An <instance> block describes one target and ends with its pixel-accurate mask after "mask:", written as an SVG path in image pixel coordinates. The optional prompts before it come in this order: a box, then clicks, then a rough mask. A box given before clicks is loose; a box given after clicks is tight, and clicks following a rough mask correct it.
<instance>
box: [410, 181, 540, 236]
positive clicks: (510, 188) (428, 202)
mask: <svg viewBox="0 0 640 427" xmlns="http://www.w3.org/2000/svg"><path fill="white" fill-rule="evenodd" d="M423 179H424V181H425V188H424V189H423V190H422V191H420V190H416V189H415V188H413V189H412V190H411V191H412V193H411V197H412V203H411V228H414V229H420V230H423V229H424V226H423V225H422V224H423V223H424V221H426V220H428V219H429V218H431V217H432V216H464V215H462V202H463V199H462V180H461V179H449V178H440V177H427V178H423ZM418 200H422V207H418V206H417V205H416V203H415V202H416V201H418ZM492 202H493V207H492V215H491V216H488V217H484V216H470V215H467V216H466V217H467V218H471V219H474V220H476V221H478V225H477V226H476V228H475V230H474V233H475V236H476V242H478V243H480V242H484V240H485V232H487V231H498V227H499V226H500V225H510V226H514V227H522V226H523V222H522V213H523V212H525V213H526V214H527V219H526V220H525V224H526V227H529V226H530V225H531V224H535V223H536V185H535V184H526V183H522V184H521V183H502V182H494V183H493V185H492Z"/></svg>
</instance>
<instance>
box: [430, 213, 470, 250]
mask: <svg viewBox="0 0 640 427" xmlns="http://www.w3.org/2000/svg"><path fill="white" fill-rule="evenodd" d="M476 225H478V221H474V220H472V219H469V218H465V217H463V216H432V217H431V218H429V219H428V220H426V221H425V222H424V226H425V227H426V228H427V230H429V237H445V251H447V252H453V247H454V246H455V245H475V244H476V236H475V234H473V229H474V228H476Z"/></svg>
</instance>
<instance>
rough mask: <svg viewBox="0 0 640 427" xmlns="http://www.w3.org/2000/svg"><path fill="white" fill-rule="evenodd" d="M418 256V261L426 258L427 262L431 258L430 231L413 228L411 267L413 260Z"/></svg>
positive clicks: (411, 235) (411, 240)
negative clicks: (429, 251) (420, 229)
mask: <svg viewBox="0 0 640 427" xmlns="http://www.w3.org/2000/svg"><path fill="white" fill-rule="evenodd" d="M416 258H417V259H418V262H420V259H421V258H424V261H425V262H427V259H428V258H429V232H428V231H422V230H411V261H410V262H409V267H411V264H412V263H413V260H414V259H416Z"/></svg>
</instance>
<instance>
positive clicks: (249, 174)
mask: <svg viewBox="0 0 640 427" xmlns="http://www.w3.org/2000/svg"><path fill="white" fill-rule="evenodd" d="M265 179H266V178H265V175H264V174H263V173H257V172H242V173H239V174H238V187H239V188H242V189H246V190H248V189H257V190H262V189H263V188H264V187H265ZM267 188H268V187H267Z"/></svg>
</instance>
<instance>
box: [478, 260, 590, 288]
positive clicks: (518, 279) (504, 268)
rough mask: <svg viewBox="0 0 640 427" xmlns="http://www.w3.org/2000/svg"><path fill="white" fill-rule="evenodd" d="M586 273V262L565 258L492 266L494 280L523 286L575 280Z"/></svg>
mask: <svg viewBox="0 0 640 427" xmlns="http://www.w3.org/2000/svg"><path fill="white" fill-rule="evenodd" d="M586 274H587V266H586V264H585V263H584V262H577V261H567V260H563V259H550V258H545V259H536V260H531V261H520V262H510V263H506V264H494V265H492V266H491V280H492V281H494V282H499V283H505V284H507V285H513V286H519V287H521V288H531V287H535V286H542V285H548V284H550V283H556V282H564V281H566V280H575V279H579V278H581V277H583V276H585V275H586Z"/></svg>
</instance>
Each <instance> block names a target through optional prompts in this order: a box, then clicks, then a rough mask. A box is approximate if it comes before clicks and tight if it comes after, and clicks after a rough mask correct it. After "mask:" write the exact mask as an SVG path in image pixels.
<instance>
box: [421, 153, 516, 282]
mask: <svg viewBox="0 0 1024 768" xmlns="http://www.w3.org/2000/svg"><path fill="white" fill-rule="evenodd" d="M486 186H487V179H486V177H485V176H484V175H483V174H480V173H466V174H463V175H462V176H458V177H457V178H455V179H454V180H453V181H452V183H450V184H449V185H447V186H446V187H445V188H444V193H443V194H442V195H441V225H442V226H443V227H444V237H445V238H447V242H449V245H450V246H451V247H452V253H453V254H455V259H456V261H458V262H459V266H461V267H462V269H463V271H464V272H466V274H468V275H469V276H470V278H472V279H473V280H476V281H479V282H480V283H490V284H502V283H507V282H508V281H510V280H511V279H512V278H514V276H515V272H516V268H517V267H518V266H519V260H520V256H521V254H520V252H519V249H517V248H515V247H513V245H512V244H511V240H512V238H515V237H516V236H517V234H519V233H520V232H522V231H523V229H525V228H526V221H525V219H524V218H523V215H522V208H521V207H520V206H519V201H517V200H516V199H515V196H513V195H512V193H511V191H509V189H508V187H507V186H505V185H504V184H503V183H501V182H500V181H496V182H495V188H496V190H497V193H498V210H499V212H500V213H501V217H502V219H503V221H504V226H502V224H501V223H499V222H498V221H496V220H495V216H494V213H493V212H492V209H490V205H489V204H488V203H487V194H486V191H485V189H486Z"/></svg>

→ **Exercise**
All of the records above are to be printed again exactly as they appear.

→ **Solved exercise**
An <instance> block describes one target and ends with its pixel-accurate mask after "mask:", written as an SVG path in image pixel coordinates. The optional prompts before it come in this order: a box, then clicks, then a rough mask. A box given before clicks is loose; a box given after clicks is tight, and clicks following a rough mask correct it.
<instance>
box: [410, 181, 540, 236]
positive clicks: (510, 188) (428, 202)
mask: <svg viewBox="0 0 640 427" xmlns="http://www.w3.org/2000/svg"><path fill="white" fill-rule="evenodd" d="M423 179H424V181H425V188H424V189H423V190H422V191H420V190H416V189H415V188H413V189H412V190H411V191H412V193H411V197H412V203H411V228H414V229H420V230H423V229H424V226H423V225H422V224H423V223H424V221H426V220H428V219H429V218H431V217H432V216H464V215H462V202H463V199H462V180H461V179H449V178H440V177H427V178H423ZM418 200H422V207H418V206H417V205H416V203H415V202H416V201H418ZM492 202H493V207H492V215H491V216H488V217H484V216H470V215H467V216H466V217H467V218H471V219H474V220H476V221H478V225H477V226H476V228H475V230H474V233H475V236H476V242H478V243H480V242H484V240H485V232H487V231H498V227H499V226H500V225H510V226H514V227H522V226H523V222H522V213H523V212H525V213H526V214H527V219H526V220H525V224H526V227H529V226H530V225H531V224H535V223H536V185H535V184H526V183H522V184H521V183H502V182H494V183H493V185H492Z"/></svg>
</instance>
<instance>
box: [430, 213, 470, 250]
mask: <svg viewBox="0 0 640 427" xmlns="http://www.w3.org/2000/svg"><path fill="white" fill-rule="evenodd" d="M476 225H478V221H474V220H472V219H469V218H465V217H463V216H432V217H431V218H429V219H428V220H426V221H425V222H424V226H425V227H426V228H427V230H429V237H445V251H447V252H453V247H454V246H455V245H475V244H476V236H475V234H473V229H474V228H476Z"/></svg>
</instance>
<instance>
rough mask: <svg viewBox="0 0 640 427" xmlns="http://www.w3.org/2000/svg"><path fill="white" fill-rule="evenodd" d="M418 256V261L426 258L427 262L431 258L430 231L413 228L411 267L413 260Z"/></svg>
positive clicks: (411, 235) (411, 240)
negative clicks: (429, 251) (420, 229)
mask: <svg viewBox="0 0 640 427" xmlns="http://www.w3.org/2000/svg"><path fill="white" fill-rule="evenodd" d="M416 258H417V259H418V262H420V259H421V258H424V261H425V262H427V259H428V258H429V232H428V231H422V230H411V261H410V262H409V267H411V264H412V263H413V260H414V259H416Z"/></svg>
</instance>
<instance>
positive clicks: (249, 174)
mask: <svg viewBox="0 0 640 427" xmlns="http://www.w3.org/2000/svg"><path fill="white" fill-rule="evenodd" d="M265 179H266V178H265V175H264V174H263V173H257V172H242V173H239V174H238V187H239V188H242V189H246V190H248V189H257V190H262V189H263V188H264V187H265ZM267 188H268V187H267Z"/></svg>
</instance>
<instance>
box: [478, 260, 590, 288]
positive clicks: (518, 279) (504, 268)
rough mask: <svg viewBox="0 0 640 427" xmlns="http://www.w3.org/2000/svg"><path fill="white" fill-rule="evenodd" d="M586 273V262L565 258L492 266L494 280L523 286L575 280Z"/></svg>
mask: <svg viewBox="0 0 640 427" xmlns="http://www.w3.org/2000/svg"><path fill="white" fill-rule="evenodd" d="M586 274H587V266H586V264H585V263H584V262H577V261H567V260H563V259H550V258H545V259H536V260H531V261H520V262H510V263H506V264H494V265H492V266H491V280H492V281H494V282H499V283H505V284H507V285H513V286H519V287H521V288H531V287H535V286H542V285H548V284H550V283H556V282H564V281H566V280H575V279H579V278H581V277H583V276H585V275H586Z"/></svg>
</instance>
Each <instance> block names a target through optional prompts in this order: a box, then clicks, then a rough mask. A box is approximate if it comes before clicks and tight if it comes after, and clicks after a rough mask correct it. After "mask:" write the exact mask as an SVG path in image pixels.
<instance>
box: [421, 153, 516, 282]
mask: <svg viewBox="0 0 1024 768" xmlns="http://www.w3.org/2000/svg"><path fill="white" fill-rule="evenodd" d="M486 186H487V179H486V177H485V176H484V175H483V174H480V173H466V174H463V175H462V176H458V177H457V178H455V179H454V180H453V181H452V183H450V184H449V185H447V186H446V187H445V188H444V193H443V194H442V195H441V225H442V226H443V227H444V237H445V238H447V242H449V245H450V246H451V247H452V253H453V254H455V259H456V261H458V262H459V266H461V267H462V269H463V271H464V272H466V274H468V275H469V276H470V278H472V279H473V280H476V281H479V282H480V283H490V284H502V283H507V282H508V281H510V280H511V279H512V278H514V276H515V272H516V268H517V267H518V266H519V260H520V256H521V254H520V252H519V249H517V248H515V247H513V245H512V244H511V240H512V238H515V237H516V236H517V234H519V233H520V232H522V231H523V229H525V228H526V221H525V219H524V218H523V215H522V208H521V207H520V206H519V201H517V200H516V199H515V196H513V195H512V193H511V191H509V189H508V187H507V186H505V185H504V184H503V183H501V182H500V181H496V182H495V188H496V190H497V193H498V210H499V212H500V213H501V217H502V219H503V221H504V226H502V224H501V223H499V222H498V221H496V220H495V216H494V213H493V212H492V209H490V205H489V204H488V203H487V194H486V191H485V189H486Z"/></svg>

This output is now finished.